> [提示された文章]

- - - - - - -

また、上記した主倍率補正における画像の「縮小」及び「拡大」は、各色の画像の位置合せが目的であるから、ページ全体に渡って一様に行わなくてもよい。例えば、位置ずれ検出部211からの情報が画像の複数の領域で異なる位置ずれ量を示す場合、各領域毎に異なる異なる補正を行ってもよい。図6は、画像の領域毎に主倍率補正処理の内容が異なる場合を例示する模式図である。図6(a)は主倍率補正を行う前の画像を示す模式図であり、主走査方向に平行な境界線によって3つの領域(領域A、領域B、領域C)に分けられている。図6(b)は、図6(a)に示した画像に対し、領域A、B、C毎に異なる倍率で主走査方向のサイズを補正した画像を示す。この例では、領域Aでは主走査方向のサイズが元のサイズの70%になるように補正をし、領域Bでは140%となるように補正をし、領域Cでは90%となるように補正をしている。
このように、領域毎に異なるパラメータ(この例では縮小率または拡大率)で主倍率補正をした場合、画像データが解像度変換部204に一定のレート(単位時間当たりのデータ量)で入力されても、解像度変換部204から出力される変換後の画像データの出力レート(単位時間あたりに出力されるデータ量)が、領域によって変わる。

- - - - - - -

> [ポインティングデータの抜粋]
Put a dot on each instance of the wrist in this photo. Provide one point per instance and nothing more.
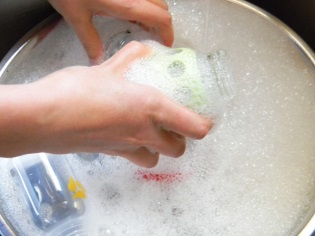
(21, 120)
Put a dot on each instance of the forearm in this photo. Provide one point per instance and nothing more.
(21, 119)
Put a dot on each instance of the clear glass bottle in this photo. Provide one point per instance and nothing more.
(200, 81)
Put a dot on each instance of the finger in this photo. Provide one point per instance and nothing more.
(168, 143)
(159, 3)
(174, 117)
(155, 16)
(89, 37)
(142, 157)
(128, 54)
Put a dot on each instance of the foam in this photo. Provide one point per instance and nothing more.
(252, 175)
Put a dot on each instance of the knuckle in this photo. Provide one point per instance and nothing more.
(203, 129)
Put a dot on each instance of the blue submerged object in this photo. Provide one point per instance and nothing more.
(49, 187)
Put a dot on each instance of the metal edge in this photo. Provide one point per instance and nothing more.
(14, 51)
(5, 227)
(301, 44)
(8, 58)
(309, 228)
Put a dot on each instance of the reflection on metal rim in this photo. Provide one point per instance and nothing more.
(292, 35)
(309, 228)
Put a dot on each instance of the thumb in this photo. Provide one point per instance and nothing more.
(127, 55)
(89, 37)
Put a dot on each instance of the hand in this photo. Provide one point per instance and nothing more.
(79, 13)
(94, 109)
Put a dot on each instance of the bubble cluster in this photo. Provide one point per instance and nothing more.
(252, 175)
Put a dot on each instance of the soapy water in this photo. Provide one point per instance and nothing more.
(201, 82)
(252, 175)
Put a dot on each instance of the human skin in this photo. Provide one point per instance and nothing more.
(94, 109)
(150, 14)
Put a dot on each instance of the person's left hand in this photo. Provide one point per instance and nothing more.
(79, 13)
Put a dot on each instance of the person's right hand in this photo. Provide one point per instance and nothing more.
(148, 13)
(94, 109)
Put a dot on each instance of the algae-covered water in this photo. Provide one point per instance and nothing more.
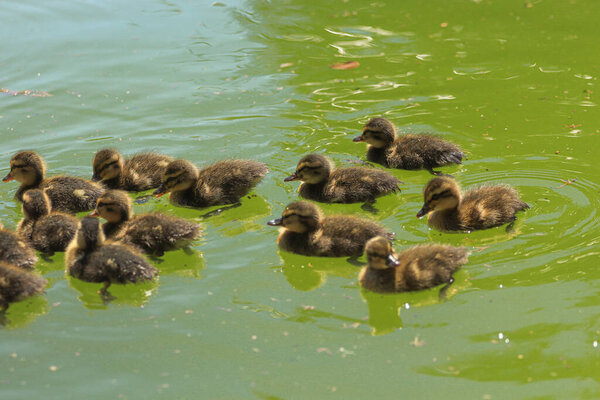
(512, 82)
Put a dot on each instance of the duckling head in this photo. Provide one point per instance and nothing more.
(36, 204)
(179, 175)
(114, 206)
(26, 167)
(312, 169)
(107, 164)
(89, 234)
(380, 254)
(440, 193)
(299, 217)
(378, 132)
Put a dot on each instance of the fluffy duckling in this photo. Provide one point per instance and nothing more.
(306, 231)
(17, 285)
(47, 231)
(321, 182)
(66, 193)
(152, 233)
(407, 151)
(223, 182)
(419, 267)
(90, 259)
(15, 251)
(479, 208)
(142, 171)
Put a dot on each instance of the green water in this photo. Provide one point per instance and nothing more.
(512, 82)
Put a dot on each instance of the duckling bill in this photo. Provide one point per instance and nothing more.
(321, 182)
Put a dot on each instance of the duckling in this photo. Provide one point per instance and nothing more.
(92, 259)
(142, 171)
(321, 182)
(408, 151)
(480, 208)
(152, 233)
(47, 231)
(417, 268)
(223, 182)
(305, 231)
(17, 285)
(15, 251)
(67, 193)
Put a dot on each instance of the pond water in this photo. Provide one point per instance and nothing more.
(512, 82)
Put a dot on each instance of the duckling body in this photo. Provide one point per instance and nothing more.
(15, 251)
(47, 231)
(417, 268)
(67, 193)
(321, 182)
(140, 172)
(223, 182)
(17, 284)
(91, 259)
(305, 231)
(152, 233)
(479, 208)
(408, 151)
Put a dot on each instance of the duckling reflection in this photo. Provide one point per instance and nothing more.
(223, 182)
(306, 231)
(408, 151)
(321, 182)
(47, 231)
(479, 208)
(67, 193)
(15, 251)
(140, 172)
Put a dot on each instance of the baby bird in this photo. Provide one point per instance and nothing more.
(67, 193)
(142, 171)
(17, 285)
(91, 259)
(152, 233)
(15, 251)
(407, 151)
(480, 208)
(306, 231)
(321, 182)
(417, 268)
(47, 231)
(223, 182)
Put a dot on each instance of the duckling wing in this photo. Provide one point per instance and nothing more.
(352, 185)
(144, 171)
(70, 194)
(225, 182)
(489, 206)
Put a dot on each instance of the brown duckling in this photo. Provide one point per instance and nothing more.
(15, 251)
(417, 268)
(408, 151)
(479, 208)
(152, 233)
(17, 285)
(66, 193)
(321, 182)
(306, 231)
(91, 259)
(223, 182)
(47, 231)
(140, 172)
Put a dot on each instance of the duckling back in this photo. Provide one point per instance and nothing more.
(489, 206)
(157, 233)
(225, 182)
(17, 284)
(352, 185)
(15, 251)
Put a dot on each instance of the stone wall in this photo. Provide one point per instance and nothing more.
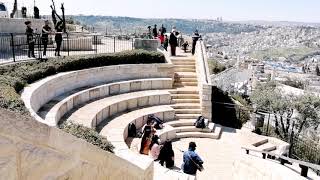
(204, 82)
(31, 150)
(147, 44)
(16, 25)
(41, 92)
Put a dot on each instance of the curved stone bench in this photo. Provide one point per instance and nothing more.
(94, 113)
(69, 102)
(38, 94)
(185, 129)
(116, 130)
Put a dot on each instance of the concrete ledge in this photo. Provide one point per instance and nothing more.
(76, 99)
(94, 113)
(41, 92)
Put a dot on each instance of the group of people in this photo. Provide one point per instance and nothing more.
(150, 145)
(173, 39)
(46, 31)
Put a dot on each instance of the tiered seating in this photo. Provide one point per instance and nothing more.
(117, 130)
(59, 106)
(94, 113)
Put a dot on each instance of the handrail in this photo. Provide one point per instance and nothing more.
(303, 165)
(203, 60)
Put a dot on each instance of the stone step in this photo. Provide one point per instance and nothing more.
(185, 101)
(186, 74)
(191, 129)
(192, 90)
(187, 116)
(186, 106)
(185, 96)
(185, 66)
(267, 147)
(184, 84)
(188, 111)
(184, 63)
(185, 69)
(197, 135)
(186, 79)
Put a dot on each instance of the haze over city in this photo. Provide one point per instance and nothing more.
(232, 10)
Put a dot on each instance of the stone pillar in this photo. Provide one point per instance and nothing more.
(147, 44)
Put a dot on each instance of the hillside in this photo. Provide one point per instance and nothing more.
(125, 25)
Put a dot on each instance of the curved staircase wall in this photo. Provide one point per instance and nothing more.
(27, 144)
(41, 92)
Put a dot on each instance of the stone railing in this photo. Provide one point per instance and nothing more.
(32, 150)
(38, 94)
(204, 82)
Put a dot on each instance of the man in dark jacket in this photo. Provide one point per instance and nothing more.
(195, 38)
(173, 41)
(191, 160)
(155, 31)
(30, 39)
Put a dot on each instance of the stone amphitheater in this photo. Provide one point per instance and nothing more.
(108, 99)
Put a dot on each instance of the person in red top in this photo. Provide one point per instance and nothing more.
(161, 37)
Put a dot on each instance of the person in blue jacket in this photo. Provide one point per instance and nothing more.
(191, 160)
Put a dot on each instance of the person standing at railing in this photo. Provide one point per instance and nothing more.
(173, 41)
(58, 37)
(195, 38)
(46, 30)
(30, 39)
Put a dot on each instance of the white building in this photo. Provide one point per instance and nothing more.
(3, 11)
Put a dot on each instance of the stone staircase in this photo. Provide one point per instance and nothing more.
(186, 101)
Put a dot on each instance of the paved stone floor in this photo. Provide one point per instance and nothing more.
(218, 155)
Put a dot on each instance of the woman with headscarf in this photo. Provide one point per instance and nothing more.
(154, 147)
(173, 41)
(58, 37)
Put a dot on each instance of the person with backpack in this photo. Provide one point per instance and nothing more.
(200, 122)
(132, 130)
(166, 155)
(195, 38)
(154, 147)
(148, 132)
(158, 123)
(191, 160)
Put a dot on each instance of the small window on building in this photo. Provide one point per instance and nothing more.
(2, 8)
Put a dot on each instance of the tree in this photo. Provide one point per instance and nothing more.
(308, 107)
(317, 70)
(267, 97)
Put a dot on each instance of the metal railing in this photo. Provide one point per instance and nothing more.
(14, 47)
(283, 159)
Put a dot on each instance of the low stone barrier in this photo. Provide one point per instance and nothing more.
(147, 44)
(41, 92)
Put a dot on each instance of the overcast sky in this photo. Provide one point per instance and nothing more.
(272, 10)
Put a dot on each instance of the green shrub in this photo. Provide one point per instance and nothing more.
(13, 78)
(87, 134)
(215, 67)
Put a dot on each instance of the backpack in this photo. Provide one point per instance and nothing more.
(132, 130)
(200, 122)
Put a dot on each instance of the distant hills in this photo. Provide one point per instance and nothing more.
(128, 25)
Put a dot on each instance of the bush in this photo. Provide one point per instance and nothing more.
(13, 78)
(87, 134)
(216, 67)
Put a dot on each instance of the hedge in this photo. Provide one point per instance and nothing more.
(13, 78)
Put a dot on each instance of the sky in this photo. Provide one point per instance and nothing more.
(232, 10)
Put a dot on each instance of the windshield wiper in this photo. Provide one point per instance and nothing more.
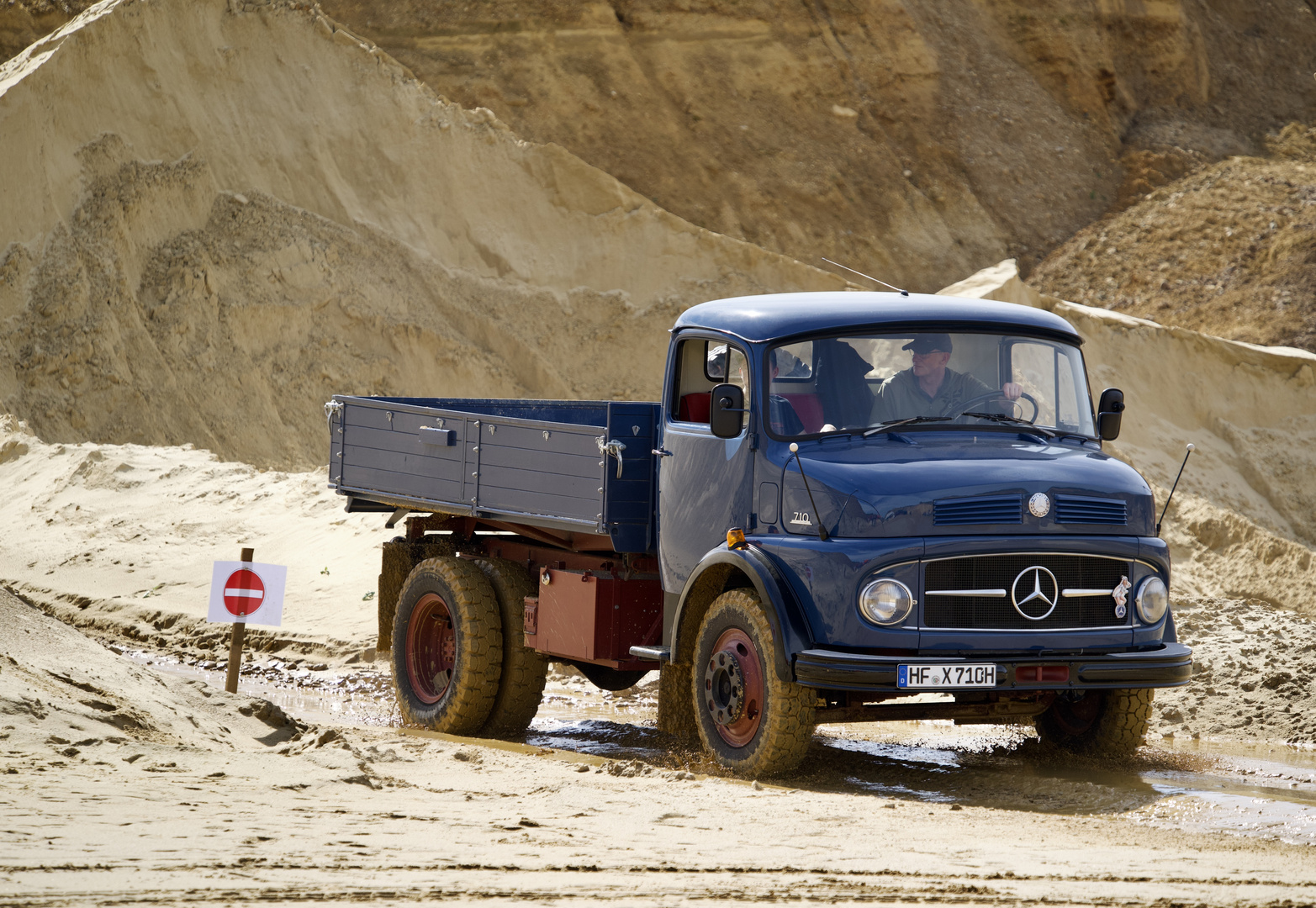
(1003, 417)
(907, 421)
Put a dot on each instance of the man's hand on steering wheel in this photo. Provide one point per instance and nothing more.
(998, 395)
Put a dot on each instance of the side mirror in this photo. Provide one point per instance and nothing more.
(1110, 409)
(726, 416)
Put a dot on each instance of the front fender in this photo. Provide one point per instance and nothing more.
(790, 631)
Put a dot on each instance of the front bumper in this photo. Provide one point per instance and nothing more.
(1171, 665)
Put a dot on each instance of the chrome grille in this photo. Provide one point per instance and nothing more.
(982, 509)
(1078, 509)
(977, 582)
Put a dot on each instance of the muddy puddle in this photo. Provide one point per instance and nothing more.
(1258, 789)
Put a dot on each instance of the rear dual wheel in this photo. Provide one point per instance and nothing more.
(447, 647)
(749, 720)
(459, 658)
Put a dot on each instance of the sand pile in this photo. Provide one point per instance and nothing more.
(1228, 251)
(917, 141)
(1250, 678)
(66, 699)
(119, 540)
(1244, 520)
(212, 220)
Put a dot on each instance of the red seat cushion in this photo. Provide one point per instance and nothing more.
(695, 407)
(808, 409)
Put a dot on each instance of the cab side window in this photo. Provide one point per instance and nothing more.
(700, 365)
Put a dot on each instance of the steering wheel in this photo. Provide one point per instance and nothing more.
(999, 395)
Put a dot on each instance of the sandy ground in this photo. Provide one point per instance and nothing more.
(130, 786)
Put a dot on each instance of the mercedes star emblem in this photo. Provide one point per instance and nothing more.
(1038, 586)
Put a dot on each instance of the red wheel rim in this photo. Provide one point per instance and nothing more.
(744, 729)
(431, 647)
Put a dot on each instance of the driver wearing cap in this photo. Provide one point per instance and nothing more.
(928, 387)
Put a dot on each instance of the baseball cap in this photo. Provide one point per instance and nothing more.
(929, 342)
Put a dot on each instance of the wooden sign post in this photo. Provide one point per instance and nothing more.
(239, 636)
(244, 593)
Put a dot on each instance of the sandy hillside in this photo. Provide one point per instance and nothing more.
(120, 538)
(211, 221)
(1228, 251)
(924, 139)
(1241, 524)
(124, 784)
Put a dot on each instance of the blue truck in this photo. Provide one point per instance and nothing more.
(843, 503)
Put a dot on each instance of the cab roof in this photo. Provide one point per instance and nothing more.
(774, 316)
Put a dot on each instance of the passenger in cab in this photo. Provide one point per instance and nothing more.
(929, 387)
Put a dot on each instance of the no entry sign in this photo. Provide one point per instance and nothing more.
(249, 593)
(244, 593)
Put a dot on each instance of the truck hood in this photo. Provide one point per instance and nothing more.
(955, 483)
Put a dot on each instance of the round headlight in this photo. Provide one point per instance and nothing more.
(886, 602)
(1153, 599)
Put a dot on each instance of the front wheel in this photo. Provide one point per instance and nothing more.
(447, 647)
(749, 720)
(1106, 723)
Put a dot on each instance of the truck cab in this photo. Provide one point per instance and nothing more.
(857, 499)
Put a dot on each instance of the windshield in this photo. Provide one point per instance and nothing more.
(933, 379)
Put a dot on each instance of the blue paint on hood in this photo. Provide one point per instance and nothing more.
(885, 487)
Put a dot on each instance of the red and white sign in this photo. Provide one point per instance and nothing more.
(249, 593)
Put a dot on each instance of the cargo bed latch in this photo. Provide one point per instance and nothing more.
(614, 449)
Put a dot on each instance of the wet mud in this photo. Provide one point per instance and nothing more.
(1262, 789)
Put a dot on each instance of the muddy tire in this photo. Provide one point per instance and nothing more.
(521, 682)
(749, 720)
(399, 557)
(447, 647)
(1102, 723)
(677, 705)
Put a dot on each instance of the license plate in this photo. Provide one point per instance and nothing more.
(943, 677)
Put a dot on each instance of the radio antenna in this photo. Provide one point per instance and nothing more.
(1171, 488)
(903, 293)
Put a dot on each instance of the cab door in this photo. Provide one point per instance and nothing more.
(705, 483)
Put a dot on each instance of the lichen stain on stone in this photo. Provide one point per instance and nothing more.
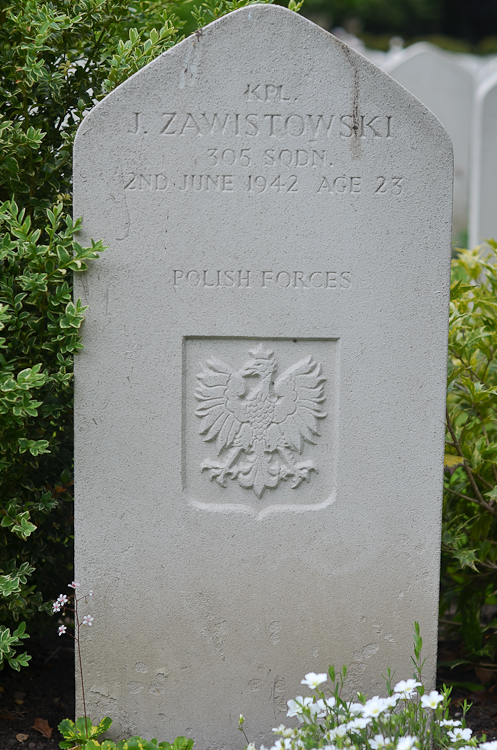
(355, 140)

- - - - - - -

> [課題の内容]
• A. 主倍率補正に関する文章によると、図6(b)の例で領域Bの主走査方向のサイズは元のサイズの何%に補正されているか。
• B. 主倍率補正に関する文章を、最後の文の後から引き継いで書き進めよ。

> [回答]
• A. 140%である。

• B.
図7は、主倍率補正を行わない場合と行った場合とにおける主倍率補正部205から出力される1走査ラインのデータ量の時間変化を示す模式的なグラフである。図7(a)は、図6(a)の画像に対し主倍率補正を行わない場合に、主倍率補正部205から出力される1走査ラインのデータ量(積算値)の時間変化を示している。図7(a)のグラフにおける実線の傾きが出力レートに相当する。この場合、入力レートが一定であるとすると、出力レートも一定になる。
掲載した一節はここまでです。